Saved entries:
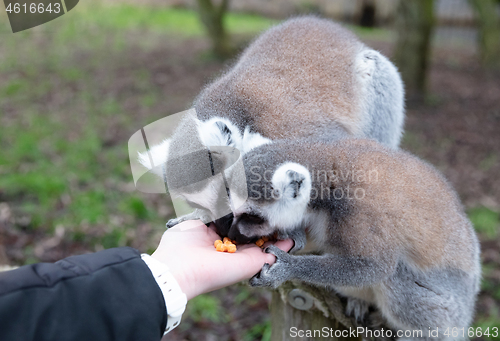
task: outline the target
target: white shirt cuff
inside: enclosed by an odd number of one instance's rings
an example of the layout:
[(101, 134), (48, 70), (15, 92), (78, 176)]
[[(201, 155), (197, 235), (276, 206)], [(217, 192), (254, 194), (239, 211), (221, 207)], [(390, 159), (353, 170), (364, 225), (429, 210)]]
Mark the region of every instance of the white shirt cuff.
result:
[(158, 283), (163, 293), (163, 298), (165, 299), (165, 306), (167, 307), (168, 314), (165, 335), (177, 327), (181, 322), (182, 314), (186, 309), (187, 297), (186, 294), (182, 292), (179, 283), (177, 283), (177, 280), (172, 276), (170, 269), (165, 263), (145, 253), (141, 255), (141, 258), (151, 270), (156, 283)]

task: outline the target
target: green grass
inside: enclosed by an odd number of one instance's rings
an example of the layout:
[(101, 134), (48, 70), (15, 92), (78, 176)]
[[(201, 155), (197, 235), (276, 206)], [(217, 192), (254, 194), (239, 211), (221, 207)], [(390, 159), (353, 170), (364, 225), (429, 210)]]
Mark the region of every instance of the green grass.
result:
[[(0, 201), (24, 217), (15, 226), (50, 234), (63, 225), (70, 240), (96, 248), (133, 244), (127, 231), (141, 224), (160, 233), (166, 217), (157, 214), (154, 199), (121, 188), (132, 180), (126, 139), (171, 112), (154, 112), (164, 98), (148, 65), (130, 69), (127, 56), (202, 38), (196, 12), (86, 1), (16, 34), (5, 19), (0, 17)], [(225, 20), (232, 34), (247, 35), (275, 23), (232, 13)], [(169, 63), (175, 61), (166, 58)], [(122, 74), (134, 78), (132, 92), (115, 90)], [(137, 120), (124, 103), (152, 115)], [(111, 129), (127, 134), (109, 145)], [(28, 252), (26, 261), (36, 258)]]

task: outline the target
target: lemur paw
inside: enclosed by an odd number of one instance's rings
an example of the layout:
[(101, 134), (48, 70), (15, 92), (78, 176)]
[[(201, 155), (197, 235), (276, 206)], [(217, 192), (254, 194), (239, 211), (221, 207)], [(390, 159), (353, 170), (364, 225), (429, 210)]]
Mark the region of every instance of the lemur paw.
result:
[(264, 252), (275, 255), (276, 262), (273, 265), (264, 264), (260, 272), (250, 279), (250, 285), (277, 288), (289, 279), (290, 269), (288, 265), (291, 256), (274, 245), (267, 247)]
[(369, 303), (359, 298), (348, 297), (346, 306), (346, 315), (352, 316), (358, 322), (362, 322), (368, 314)]

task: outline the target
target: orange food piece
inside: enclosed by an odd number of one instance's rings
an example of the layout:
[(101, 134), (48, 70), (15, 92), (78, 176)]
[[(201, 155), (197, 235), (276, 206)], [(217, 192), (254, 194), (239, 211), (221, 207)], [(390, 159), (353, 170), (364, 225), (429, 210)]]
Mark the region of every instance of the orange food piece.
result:
[(224, 237), (223, 240), (217, 239), (214, 242), (214, 247), (215, 250), (219, 252), (229, 252), (229, 253), (236, 252), (236, 245), (234, 245), (233, 241), (227, 237)]

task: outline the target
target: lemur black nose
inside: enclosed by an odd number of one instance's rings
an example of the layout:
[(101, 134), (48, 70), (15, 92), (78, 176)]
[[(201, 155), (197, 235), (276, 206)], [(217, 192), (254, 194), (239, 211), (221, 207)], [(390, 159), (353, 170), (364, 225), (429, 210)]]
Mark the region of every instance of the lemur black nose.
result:
[(231, 225), (233, 225), (233, 218), (234, 215), (229, 213), (214, 221), (217, 234), (222, 238), (229, 237), (229, 229), (231, 228)]

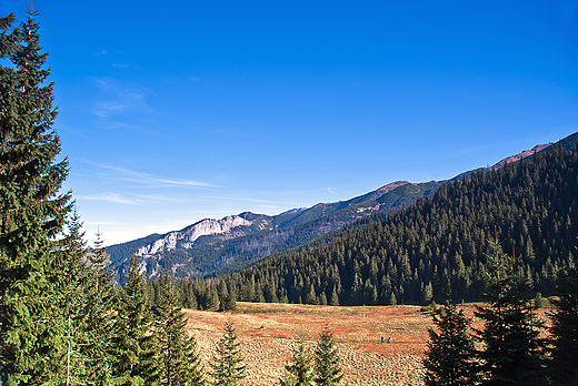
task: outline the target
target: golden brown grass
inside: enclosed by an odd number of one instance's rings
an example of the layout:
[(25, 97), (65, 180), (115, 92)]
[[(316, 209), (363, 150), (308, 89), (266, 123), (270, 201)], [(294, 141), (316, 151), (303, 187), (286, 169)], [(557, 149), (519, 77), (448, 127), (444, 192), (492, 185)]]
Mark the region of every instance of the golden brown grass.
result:
[[(225, 323), (233, 323), (246, 357), (246, 385), (275, 385), (296, 339), (315, 347), (328, 326), (339, 349), (343, 385), (421, 385), (431, 317), (418, 306), (333, 307), (237, 303), (233, 313), (186, 311), (205, 363)], [(381, 337), (391, 336), (391, 343)]]

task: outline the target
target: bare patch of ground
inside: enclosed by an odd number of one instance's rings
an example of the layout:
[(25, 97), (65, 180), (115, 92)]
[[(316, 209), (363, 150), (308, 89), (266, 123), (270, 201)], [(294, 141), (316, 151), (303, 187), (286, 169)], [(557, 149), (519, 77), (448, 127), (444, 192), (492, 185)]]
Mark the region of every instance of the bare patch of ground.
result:
[(343, 385), (423, 384), (421, 358), (432, 323), (430, 314), (418, 306), (237, 303), (233, 313), (188, 309), (186, 314), (206, 364), (222, 336), (225, 323), (235, 324), (247, 364), (246, 385), (277, 384), (297, 339), (315, 347), (326, 326), (337, 342)]

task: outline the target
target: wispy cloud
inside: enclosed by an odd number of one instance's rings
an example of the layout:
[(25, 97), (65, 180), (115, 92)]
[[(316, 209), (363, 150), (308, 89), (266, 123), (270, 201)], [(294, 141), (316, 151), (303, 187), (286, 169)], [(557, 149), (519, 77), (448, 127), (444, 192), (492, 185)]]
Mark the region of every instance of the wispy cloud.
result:
[(114, 63), (114, 64), (112, 64), (112, 67), (116, 69), (120, 69), (120, 70), (124, 70), (124, 69), (139, 70), (140, 69), (140, 67), (138, 67), (137, 64), (130, 64), (130, 63)]
[(123, 205), (139, 204), (139, 202), (136, 200), (130, 200), (119, 193), (112, 193), (112, 192), (107, 192), (107, 193), (97, 194), (97, 195), (84, 195), (84, 196), (79, 196), (78, 199), (90, 200), (90, 201), (106, 201), (106, 202), (111, 202), (114, 204), (123, 204)]
[(209, 199), (209, 200), (227, 200), (227, 201), (247, 201), (247, 202), (258, 202), (263, 204), (272, 204), (272, 205), (289, 205), (289, 206), (300, 206), (303, 205), (303, 203), (298, 202), (283, 202), (283, 201), (270, 201), (270, 200), (260, 200), (260, 199), (247, 199), (247, 197), (226, 197), (226, 196), (218, 196), (218, 195), (206, 195), (202, 196), (202, 199)]
[(193, 180), (183, 180), (183, 179), (167, 179), (162, 176), (157, 176), (148, 173), (134, 172), (128, 169), (111, 166), (99, 164), (90, 161), (86, 161), (89, 164), (98, 166), (103, 170), (108, 170), (114, 172), (114, 174), (110, 175), (111, 179), (127, 181), (127, 182), (136, 182), (147, 187), (161, 187), (161, 186), (197, 186), (197, 187), (218, 187), (213, 184), (193, 181)]
[(100, 99), (92, 108), (92, 113), (97, 116), (109, 118), (152, 110), (146, 101), (152, 91), (147, 88), (122, 83), (112, 78), (96, 78), (94, 83), (100, 90)]

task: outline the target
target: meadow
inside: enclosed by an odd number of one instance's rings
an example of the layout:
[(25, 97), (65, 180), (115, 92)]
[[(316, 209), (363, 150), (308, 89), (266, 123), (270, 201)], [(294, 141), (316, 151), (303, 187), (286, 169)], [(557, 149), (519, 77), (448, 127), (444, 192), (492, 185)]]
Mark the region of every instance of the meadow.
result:
[(275, 385), (298, 339), (313, 348), (326, 326), (333, 332), (339, 349), (342, 385), (422, 385), (421, 358), (432, 323), (430, 314), (419, 306), (239, 302), (235, 312), (185, 312), (187, 328), (196, 336), (205, 364), (215, 352), (225, 323), (235, 324), (246, 358), (247, 385)]

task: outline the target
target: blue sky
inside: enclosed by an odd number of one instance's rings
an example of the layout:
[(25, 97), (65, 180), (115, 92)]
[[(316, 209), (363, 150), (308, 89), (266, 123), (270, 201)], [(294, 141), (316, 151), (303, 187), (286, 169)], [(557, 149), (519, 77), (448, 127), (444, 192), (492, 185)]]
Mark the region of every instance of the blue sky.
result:
[(89, 241), (445, 180), (578, 131), (576, 0), (33, 7)]

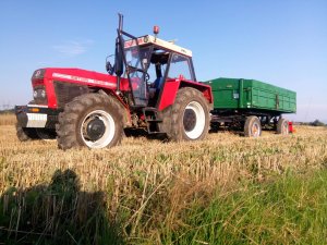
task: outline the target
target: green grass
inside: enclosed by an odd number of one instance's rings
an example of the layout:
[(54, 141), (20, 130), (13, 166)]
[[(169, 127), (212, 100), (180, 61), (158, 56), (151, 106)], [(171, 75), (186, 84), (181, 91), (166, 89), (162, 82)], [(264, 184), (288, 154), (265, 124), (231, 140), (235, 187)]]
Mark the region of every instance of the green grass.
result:
[(327, 244), (327, 170), (219, 191), (160, 232), (164, 244)]

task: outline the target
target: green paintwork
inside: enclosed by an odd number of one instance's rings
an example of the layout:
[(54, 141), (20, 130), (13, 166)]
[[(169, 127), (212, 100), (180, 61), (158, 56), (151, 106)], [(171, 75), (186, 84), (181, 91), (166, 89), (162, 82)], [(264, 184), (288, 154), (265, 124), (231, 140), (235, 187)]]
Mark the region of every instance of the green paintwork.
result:
[(296, 112), (296, 93), (255, 79), (216, 78), (205, 82), (213, 88), (215, 109), (264, 109)]

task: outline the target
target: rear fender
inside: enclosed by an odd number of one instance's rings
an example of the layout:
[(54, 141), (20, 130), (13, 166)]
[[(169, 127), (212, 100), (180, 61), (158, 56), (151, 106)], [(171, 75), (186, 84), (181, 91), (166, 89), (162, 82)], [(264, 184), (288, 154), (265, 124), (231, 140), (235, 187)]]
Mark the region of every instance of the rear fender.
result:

Brief: Retype the records from their start through the line that contains "270), (156, 283)]", with both ends included. Leave the pictures out.

Response:
task: outline the target
target: white shirt cuff
inside: enclosed by an odd number of one instance's rings
an example of the layout:
[(101, 134), (48, 70), (15, 92), (78, 176)]
[[(201, 155), (197, 235), (276, 206)], [(217, 192), (254, 194), (239, 211), (221, 207)], [(390, 159), (353, 170), (364, 225), (429, 210)]]
Mark the region of every instance of the white shirt cuff.
result:
[(158, 283), (163, 293), (163, 298), (165, 299), (165, 306), (167, 307), (168, 314), (165, 335), (177, 327), (181, 322), (182, 314), (186, 309), (187, 297), (186, 294), (182, 292), (179, 283), (177, 283), (177, 280), (172, 276), (170, 269), (165, 263), (145, 253), (141, 255), (141, 258), (151, 270), (156, 283)]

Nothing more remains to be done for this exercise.